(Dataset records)
■ ■ ■ ■

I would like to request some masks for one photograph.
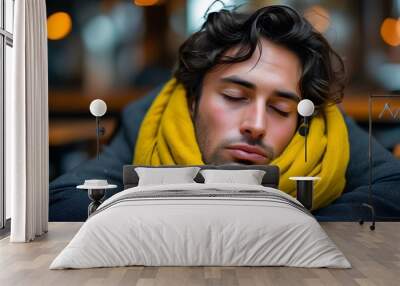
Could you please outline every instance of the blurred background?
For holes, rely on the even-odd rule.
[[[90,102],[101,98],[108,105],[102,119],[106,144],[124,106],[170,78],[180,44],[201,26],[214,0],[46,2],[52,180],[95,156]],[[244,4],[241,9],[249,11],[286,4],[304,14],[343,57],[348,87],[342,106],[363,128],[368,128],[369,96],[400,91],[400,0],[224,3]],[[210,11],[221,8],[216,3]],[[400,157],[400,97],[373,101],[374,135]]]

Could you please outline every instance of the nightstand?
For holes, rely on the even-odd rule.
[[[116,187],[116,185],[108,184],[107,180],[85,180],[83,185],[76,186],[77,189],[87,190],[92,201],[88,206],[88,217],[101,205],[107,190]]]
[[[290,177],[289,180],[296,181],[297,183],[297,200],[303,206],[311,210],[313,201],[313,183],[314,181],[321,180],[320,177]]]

■ ■ ■ ■

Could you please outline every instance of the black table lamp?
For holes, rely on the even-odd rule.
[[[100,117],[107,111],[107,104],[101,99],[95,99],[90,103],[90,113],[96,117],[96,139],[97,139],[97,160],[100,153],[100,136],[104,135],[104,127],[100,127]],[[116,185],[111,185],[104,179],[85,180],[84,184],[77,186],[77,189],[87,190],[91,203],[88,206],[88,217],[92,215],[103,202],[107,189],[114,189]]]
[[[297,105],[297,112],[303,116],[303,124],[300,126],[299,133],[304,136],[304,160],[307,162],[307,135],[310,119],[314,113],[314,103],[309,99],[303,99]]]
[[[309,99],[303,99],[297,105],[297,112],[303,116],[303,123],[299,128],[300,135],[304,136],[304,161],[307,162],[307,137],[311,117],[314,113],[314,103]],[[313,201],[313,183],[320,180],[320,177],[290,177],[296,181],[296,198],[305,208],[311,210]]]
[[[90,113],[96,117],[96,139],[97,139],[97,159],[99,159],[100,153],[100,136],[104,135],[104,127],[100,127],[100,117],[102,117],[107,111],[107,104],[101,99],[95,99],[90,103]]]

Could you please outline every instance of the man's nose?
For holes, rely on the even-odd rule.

■ ■ ■ ■

» Your instructions
If a line above includes the word "outline", count it; then give the final number by itself.

» Answer to this exercise
4